In this context, the present application proposes a device allowing reliable and rapid data erasure, avoiding the unnecessary destruction of devices as much as possible and preferably in a way compatible with the automation of electronic device data erasure.
This objective is achieved by an automated device for erasing data stored in non-volatile memories of electronic devices, for example, portable devices such as smartphones or tablets, characterized in that it comprises an irradiation chamber comprising at least one X-ray source confined in an enclosure hermetic to X-rays and capable of successively receiving a plurality of electronic devices that can be brought into the chamber by a conveyor, a control unit controlling the conveyor and said X-ray source to irradiate each of the electronic devices with controlled power and duration for erasing data contained in the non-volatile memories of said electronic devices.
According to another feature, the control unit controls the X-ray source by controlling the power and duration based on the type of memory contained in said electronic devices.
According to another feature, the control unit controls the irradiation power by controlling a supply voltage of the X-ray source between 175 and 300 kilovolts and a target intensity of the X-ray source between 250 and 900 microamperes, preferably 350 to 750 microamperes.

◆ ◆ ◆

Required task A:
Copy out the passage on X-ray data erasure word for word, everything from "This objective is" down to "of said electronic devices.".
Required task B:
For each statement below, say yes or no depending on whether the passage on X-ray data erasure agrees with it, and quote the words that decide it. (i) A conveyor brings the electronic devices into the irradiation chamber. (ii) The supply voltage of the X-ray source is set between 250 and 900 kilovolts. (iii) The control unit sets the power and duration according to the type of memory in the devices.

◆ ◆ ◆

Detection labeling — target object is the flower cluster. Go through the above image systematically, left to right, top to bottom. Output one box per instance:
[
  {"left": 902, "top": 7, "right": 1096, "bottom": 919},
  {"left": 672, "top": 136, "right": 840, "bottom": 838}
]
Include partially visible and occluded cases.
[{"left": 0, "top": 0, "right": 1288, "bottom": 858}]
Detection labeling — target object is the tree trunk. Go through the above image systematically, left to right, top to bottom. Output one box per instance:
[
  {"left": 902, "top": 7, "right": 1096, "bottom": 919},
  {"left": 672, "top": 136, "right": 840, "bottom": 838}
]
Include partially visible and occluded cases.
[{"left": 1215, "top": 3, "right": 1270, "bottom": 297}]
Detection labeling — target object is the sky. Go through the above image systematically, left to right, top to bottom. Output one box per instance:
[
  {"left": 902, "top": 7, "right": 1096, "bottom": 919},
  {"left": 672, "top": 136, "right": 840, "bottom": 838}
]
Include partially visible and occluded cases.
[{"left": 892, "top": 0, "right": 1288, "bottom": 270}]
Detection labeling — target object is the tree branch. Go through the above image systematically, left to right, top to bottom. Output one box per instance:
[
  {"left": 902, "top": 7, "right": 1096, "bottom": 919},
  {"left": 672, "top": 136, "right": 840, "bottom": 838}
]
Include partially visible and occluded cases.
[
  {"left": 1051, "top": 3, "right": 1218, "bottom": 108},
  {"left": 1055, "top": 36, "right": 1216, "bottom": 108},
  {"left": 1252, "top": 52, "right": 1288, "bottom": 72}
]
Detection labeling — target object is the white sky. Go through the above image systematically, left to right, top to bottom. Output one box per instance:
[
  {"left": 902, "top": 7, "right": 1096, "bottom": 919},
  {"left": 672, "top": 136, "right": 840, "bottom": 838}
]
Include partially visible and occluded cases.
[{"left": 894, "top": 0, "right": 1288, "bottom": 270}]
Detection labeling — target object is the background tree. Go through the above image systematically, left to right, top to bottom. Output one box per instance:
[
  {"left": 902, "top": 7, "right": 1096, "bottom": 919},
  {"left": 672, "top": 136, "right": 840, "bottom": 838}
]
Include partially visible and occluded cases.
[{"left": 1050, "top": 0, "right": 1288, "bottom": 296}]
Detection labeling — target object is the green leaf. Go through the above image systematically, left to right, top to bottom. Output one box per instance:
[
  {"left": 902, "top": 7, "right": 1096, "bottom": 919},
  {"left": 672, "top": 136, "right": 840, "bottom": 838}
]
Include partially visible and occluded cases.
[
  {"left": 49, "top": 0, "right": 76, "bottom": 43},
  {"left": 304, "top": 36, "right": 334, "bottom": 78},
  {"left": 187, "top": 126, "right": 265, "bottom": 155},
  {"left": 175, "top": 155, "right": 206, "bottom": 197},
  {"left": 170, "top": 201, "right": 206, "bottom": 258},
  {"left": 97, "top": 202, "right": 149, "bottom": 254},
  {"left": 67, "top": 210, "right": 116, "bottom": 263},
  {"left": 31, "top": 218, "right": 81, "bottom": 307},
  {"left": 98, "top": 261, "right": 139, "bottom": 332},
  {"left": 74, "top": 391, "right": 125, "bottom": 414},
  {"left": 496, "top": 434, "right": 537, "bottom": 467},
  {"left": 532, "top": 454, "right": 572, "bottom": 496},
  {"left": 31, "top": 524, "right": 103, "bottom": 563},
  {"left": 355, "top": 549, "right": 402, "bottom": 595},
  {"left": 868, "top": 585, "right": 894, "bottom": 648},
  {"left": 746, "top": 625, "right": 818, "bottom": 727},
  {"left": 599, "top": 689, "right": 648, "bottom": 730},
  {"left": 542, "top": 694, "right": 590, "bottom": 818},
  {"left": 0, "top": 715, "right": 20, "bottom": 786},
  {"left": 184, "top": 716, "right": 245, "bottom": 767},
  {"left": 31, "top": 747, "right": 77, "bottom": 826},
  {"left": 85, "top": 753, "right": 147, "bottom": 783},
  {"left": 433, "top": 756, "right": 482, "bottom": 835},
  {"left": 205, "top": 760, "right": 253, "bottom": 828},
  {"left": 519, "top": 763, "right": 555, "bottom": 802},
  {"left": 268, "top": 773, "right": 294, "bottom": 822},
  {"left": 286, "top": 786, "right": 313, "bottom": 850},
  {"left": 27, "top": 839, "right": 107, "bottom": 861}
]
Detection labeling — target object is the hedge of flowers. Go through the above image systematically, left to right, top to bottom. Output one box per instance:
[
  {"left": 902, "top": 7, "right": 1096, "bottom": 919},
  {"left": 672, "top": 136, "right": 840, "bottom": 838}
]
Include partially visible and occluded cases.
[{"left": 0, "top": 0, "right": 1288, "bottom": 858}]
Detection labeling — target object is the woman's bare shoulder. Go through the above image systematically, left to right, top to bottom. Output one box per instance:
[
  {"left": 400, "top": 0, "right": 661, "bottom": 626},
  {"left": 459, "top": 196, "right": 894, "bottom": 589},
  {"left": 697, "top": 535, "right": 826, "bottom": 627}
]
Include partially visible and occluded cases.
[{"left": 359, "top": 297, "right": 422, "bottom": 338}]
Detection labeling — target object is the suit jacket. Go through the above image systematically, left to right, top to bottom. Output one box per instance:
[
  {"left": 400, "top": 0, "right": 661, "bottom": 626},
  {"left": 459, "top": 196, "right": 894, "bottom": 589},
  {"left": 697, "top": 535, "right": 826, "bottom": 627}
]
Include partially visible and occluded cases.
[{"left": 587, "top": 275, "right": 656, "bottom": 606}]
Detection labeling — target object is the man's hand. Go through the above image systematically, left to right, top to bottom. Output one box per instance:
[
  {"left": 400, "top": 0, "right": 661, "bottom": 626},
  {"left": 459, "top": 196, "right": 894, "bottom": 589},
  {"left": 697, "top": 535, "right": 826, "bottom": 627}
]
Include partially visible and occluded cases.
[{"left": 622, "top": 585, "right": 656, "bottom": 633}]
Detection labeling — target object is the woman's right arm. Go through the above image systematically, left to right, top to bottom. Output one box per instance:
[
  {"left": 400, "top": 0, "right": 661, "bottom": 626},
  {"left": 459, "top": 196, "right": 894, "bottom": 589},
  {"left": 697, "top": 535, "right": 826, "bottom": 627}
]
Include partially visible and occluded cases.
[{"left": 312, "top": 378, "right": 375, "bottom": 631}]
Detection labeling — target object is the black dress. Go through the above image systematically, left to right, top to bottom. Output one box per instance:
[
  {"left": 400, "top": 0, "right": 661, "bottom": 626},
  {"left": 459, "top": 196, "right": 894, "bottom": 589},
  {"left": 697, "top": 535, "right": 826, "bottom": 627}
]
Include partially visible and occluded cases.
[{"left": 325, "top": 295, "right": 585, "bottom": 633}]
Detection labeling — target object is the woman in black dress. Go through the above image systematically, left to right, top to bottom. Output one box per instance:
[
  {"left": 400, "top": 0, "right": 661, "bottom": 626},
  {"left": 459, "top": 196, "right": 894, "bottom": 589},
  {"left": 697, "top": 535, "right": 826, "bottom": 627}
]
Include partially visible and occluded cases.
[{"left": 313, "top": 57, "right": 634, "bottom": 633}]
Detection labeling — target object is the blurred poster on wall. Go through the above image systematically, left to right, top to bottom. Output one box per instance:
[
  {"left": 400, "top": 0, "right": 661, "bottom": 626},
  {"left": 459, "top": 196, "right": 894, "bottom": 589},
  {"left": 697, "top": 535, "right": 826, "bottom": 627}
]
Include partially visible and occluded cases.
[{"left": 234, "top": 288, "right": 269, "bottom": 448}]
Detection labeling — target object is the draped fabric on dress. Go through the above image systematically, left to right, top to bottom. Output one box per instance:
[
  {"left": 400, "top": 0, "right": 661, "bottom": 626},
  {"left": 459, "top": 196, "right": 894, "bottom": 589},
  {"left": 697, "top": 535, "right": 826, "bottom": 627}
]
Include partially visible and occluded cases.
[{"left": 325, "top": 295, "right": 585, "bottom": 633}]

◆ ◆ ◆

Right answer A:
This objective is achieved by an automated device for erasing data stored in non-volatile memories of electronic devices, for example, portable devices such as smartphones or tablets, characterized in that it comprises an irradiation chamber comprising at least one X-ray source confined in an enclosure hermetic to X-rays and capable of successively receiving a plurality of electronic devices that can be brought into the chamber by a conveyor, a control unit controlling the conveyor and said X-ray source to irradiate each of the electronic devices with controlled power and duration for erasing data contained in the non-volatile memories of said electronic devices.

Right answer B:
(i) Yes: "capable of successively receiving a plurality of electronic devices that can be brought into the chamber by a conveyor"
(ii) No: "a supply voltage of the X-ray source between 175 and 300 kilovolts"
(iii) Yes: "controlling the power and duration based on the type of memory contained in said electronic devices"